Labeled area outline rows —
::::::

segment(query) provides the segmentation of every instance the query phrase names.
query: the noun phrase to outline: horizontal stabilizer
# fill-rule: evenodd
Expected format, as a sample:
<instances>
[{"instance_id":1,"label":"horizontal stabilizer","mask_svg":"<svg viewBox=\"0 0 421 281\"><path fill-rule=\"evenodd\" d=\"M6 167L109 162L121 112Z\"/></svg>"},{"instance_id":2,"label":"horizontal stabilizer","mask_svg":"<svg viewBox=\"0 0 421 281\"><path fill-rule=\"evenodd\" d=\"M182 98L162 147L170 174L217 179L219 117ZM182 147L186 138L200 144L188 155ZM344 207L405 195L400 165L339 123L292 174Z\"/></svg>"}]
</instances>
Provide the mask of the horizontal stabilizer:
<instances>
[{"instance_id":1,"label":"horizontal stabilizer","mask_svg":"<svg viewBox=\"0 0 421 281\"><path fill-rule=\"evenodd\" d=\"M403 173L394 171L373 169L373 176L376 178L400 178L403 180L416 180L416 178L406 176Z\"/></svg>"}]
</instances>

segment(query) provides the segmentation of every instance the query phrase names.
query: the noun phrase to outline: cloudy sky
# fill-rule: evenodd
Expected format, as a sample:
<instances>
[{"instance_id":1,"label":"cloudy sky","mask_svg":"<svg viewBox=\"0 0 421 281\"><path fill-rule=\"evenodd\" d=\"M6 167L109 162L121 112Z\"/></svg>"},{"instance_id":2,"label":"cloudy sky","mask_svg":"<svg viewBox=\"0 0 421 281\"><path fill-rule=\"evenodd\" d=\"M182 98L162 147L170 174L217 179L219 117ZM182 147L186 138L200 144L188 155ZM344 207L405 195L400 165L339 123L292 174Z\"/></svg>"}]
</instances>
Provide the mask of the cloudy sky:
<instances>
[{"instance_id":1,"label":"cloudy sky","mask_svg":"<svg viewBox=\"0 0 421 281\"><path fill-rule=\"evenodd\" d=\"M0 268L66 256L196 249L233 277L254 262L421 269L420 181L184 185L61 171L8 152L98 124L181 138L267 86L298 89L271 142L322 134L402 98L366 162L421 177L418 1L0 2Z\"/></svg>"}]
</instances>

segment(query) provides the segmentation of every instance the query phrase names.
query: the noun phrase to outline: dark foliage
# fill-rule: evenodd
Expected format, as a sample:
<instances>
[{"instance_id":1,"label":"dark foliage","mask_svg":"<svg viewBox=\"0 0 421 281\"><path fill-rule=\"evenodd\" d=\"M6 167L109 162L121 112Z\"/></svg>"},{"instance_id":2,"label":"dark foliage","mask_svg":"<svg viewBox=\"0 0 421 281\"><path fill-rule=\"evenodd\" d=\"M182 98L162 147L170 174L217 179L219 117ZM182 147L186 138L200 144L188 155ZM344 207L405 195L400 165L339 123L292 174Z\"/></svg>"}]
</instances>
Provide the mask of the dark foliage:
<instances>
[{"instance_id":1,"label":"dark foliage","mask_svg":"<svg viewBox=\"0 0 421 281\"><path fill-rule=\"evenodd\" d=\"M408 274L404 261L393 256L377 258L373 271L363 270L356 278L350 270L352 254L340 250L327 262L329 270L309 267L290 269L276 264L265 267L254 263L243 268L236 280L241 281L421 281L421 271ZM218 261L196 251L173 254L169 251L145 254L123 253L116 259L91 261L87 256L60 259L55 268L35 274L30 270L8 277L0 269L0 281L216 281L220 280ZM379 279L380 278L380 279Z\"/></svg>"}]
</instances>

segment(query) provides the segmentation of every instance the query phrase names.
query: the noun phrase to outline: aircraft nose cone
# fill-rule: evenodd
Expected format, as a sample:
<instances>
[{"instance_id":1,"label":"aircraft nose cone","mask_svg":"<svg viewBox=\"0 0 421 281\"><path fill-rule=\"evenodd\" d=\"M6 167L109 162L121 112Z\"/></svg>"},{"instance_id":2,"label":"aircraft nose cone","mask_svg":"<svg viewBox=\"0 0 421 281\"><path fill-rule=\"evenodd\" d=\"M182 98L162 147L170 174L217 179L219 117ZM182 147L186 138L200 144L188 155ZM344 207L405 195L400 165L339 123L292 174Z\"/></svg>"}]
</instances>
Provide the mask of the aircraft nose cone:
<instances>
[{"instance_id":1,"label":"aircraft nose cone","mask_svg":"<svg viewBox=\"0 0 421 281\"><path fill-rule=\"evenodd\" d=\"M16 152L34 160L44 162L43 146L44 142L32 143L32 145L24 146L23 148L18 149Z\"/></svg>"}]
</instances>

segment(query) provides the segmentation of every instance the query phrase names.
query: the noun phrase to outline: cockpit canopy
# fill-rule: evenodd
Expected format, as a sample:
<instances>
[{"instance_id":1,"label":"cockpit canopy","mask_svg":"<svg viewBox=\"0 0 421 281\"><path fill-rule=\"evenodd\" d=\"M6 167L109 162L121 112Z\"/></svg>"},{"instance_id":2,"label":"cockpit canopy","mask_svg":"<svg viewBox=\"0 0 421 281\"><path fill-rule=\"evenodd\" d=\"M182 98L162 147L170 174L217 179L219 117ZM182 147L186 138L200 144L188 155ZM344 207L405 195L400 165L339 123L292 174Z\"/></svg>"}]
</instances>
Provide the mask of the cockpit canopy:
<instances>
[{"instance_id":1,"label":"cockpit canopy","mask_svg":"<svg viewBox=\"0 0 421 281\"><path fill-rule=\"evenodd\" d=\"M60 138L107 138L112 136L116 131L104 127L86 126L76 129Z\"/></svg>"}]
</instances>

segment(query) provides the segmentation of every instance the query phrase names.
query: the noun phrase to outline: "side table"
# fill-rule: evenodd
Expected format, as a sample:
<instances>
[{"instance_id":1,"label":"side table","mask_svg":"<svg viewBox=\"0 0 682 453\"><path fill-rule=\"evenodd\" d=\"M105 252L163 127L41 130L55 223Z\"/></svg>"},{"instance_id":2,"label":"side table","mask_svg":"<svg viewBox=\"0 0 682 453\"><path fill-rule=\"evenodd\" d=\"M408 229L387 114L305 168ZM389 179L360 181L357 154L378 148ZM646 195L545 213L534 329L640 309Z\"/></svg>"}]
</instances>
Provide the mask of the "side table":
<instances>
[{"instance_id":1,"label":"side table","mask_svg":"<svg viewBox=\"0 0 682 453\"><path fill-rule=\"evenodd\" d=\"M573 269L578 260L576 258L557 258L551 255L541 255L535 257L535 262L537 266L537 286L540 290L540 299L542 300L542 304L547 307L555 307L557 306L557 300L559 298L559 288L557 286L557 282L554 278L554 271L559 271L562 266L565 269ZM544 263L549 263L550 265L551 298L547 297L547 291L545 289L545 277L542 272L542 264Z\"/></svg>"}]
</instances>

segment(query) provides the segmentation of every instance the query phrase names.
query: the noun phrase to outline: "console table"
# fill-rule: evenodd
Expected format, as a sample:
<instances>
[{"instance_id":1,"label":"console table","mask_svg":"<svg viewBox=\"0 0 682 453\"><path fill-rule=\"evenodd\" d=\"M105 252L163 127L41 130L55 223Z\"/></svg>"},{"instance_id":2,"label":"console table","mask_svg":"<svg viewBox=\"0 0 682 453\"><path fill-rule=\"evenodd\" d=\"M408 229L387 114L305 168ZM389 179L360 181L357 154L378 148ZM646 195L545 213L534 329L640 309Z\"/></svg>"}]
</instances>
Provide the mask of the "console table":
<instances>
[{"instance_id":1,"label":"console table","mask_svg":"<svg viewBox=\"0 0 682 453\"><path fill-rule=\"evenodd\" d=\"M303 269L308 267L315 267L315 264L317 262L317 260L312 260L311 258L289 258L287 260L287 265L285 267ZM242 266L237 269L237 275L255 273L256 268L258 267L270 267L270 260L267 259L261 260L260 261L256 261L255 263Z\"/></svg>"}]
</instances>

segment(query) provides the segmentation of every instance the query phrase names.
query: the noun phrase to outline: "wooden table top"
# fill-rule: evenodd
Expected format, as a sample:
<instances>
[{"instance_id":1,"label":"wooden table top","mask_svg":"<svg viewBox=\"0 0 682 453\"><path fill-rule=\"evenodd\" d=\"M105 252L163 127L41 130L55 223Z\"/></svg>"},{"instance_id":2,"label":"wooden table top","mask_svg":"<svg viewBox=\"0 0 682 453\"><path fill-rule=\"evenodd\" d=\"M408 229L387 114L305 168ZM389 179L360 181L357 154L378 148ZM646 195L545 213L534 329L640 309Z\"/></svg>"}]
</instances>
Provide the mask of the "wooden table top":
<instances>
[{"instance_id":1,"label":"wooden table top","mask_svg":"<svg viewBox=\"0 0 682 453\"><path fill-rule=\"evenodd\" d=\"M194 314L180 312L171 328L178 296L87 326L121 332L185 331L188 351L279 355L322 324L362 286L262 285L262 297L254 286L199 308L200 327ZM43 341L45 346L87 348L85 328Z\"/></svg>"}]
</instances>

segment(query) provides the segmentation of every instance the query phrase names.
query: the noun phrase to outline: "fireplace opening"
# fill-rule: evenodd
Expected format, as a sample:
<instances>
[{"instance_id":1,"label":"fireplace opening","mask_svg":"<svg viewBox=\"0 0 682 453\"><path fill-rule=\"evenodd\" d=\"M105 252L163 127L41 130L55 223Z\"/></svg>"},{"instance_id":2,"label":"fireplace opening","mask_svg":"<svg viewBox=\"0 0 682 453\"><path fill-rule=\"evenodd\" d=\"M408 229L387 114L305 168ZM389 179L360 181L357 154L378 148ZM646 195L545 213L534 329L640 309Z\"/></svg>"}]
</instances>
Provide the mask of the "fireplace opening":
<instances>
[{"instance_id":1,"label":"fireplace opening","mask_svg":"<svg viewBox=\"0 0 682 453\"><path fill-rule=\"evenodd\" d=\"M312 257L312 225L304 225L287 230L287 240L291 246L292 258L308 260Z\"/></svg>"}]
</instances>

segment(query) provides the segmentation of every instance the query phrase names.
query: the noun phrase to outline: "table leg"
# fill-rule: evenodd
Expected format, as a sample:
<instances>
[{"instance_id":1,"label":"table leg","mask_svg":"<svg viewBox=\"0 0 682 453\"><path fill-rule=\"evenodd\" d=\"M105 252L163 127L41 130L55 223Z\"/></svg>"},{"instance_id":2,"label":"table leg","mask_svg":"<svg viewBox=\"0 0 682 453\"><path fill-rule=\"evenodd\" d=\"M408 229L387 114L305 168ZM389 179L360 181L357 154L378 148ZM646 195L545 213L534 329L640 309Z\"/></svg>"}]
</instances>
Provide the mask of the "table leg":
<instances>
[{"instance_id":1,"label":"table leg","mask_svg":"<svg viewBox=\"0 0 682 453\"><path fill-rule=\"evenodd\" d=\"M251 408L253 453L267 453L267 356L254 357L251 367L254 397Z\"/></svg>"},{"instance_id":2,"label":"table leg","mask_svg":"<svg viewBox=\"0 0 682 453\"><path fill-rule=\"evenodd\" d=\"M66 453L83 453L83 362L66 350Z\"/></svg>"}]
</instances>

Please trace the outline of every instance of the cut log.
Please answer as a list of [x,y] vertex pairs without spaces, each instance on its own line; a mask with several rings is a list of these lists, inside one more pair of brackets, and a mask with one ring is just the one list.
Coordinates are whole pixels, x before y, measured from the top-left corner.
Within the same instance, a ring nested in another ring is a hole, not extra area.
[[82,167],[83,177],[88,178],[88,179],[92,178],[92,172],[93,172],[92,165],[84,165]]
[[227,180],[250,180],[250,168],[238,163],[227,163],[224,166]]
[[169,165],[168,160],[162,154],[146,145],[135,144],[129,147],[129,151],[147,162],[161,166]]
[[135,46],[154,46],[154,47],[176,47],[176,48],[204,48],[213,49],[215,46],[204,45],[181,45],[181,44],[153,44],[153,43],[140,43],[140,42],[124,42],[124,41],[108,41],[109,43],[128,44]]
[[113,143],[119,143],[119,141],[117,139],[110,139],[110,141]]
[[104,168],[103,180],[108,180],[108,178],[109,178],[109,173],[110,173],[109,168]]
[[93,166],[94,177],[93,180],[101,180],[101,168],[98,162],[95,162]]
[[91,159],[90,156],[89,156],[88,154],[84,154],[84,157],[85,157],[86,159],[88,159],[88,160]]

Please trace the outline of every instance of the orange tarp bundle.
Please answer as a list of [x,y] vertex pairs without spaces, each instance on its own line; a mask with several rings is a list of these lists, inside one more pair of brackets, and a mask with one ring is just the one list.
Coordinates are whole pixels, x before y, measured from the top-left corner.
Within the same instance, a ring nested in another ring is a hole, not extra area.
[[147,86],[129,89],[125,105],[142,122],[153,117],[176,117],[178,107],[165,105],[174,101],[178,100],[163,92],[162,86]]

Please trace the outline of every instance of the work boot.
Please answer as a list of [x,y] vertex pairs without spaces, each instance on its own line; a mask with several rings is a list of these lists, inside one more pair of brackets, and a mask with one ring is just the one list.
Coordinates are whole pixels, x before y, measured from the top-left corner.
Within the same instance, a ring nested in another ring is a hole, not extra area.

::::::

OBJECTIVE — Starting with the line that contains "Please trace the outline of every instance of the work" and going on through the end of the rows above, recast those lines as a Markdown table with the columns Number and Line, leaving out any blank lines.

THE RESPONSE —
| Number | Line |
|---|---|
| 1 | Please trace the outline of every instance of the work boot. |
| 2 | Please answer as a list of [x,y] vertex pairs without spaces, each instance on its own line; a mask with several rings is a list of these lists, inside one more pair of brackets, and a mask with one ring is just the one list. |
| 3 | Coordinates are whole pixels, x before y, measured from the top-left corner. |
| 4 | Within the same instance, a ring nested in another ring is a hole, not extra area. |